Si votre enfant a soufflé ses cinq bougies hier, c'est qu'il est déjà en maternelle. Mais si son anniversaire est aujourd'hui, alors il est encore à la garderie. La question se pose: les enfants du mois de septembre, plus jeunes que les autres, sont-ils du coup désavantagés dans leur scolarité?

On le sait, au Québec, les enfants qui ont 5 ans avant le 30 septembre entrent en maternelle. Les autres, nés après, doivent attendre une année. Dans une même classe, on trouve donc des enfants de 6 ans et des plus petits, d'à peine 5 ans. Un écart qui préoccupe visiblement plusieurs parents.

«On s'est demandé si notre fils avait assez de maturité», témoigne Géraldine Martin, dont le fils, Alexandre, qui vient d'avoir 5 ans, est particulièrement grand. «Je me suis dit, à cause de son physique, ça va être pire: on va penser qu'il a 7 ans!»

Au cours de l'été, quand Samantha Cameron, femme du premier ministre britannique David Cameron, a donné naissance à son quatrième enfant, au mois d'août, le Telegraph s'est carrément interrogé: «C'est son quatrième enfant, elle ne pouvait pas mieux planifier ses affaires? a lancé une journaliste. S'il y a une chose qui fait peur à bien des mères de la classe moyenne (...), c'est bien d'avoir un enfant du mois d'août.»

Plusieurs recherches corroborent cette «horreur»: des études (notamment en France) ont démontré que la qualité du parcours scolaire est souvent déterminée par le mois de naissance. «Cette constatation n'est pas une surprise, a souligné il y a quelques années un psychologue dans les pages du Monde. On ne peut pas seulement dire à un enfant: apprends. Les progrès relèvent autant, sinon plus, du développement de l'enfant que de l'apprentissage.»

Pendant l'été, une autre étude, américaine cette fois, a démontré que les enfants nés à quelques mois de la date butoir étaient aussi plus à risque d'être diagnostiqués comme souffrant de troubles de déficit d'attention. «Mais nous croyons que ce sont de faux diagnostiques. En fait, ce sont des enfants qui ont tout simplement moins de maturité», a souligné l'économiste et coauteure de l'étude, Melinda Morrill, de l'Université de la Caroline-du-Nord.

* [DONNÉES DISPONIBLES]

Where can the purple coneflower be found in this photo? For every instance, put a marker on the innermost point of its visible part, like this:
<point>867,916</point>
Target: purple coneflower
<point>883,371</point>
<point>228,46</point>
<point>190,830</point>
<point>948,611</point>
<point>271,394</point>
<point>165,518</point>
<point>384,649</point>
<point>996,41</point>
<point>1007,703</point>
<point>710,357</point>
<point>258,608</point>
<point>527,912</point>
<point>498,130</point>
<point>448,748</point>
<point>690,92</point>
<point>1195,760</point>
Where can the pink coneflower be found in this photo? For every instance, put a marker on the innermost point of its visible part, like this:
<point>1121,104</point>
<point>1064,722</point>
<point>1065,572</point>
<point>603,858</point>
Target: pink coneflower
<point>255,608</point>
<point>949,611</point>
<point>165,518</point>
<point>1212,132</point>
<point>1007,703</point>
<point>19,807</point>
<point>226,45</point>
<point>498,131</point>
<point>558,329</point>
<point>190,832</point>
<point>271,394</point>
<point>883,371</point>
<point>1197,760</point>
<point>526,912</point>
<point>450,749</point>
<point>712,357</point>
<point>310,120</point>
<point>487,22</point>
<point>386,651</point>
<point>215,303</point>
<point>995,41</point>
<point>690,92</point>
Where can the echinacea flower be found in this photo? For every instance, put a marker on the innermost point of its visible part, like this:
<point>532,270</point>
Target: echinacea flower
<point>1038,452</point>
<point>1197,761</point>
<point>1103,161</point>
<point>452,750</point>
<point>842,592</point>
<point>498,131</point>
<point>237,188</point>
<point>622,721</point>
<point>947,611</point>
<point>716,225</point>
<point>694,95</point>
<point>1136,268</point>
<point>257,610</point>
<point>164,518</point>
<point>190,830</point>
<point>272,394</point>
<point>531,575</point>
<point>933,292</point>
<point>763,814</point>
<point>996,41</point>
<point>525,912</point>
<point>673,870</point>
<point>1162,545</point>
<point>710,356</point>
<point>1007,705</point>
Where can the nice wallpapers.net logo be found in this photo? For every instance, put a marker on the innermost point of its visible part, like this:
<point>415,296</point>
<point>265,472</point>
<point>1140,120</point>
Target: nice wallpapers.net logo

* [ÉNONCÉ] D'après l'extrait sur l'âge d'entrée à l'école, avant quelle date un enfant doit-il avoir 5 ans pour entrer en maternelle au Québec ? La liste constitue un contenu indépendant de l'extrait.

* [RÉPONSE] Avant le 30 septembre.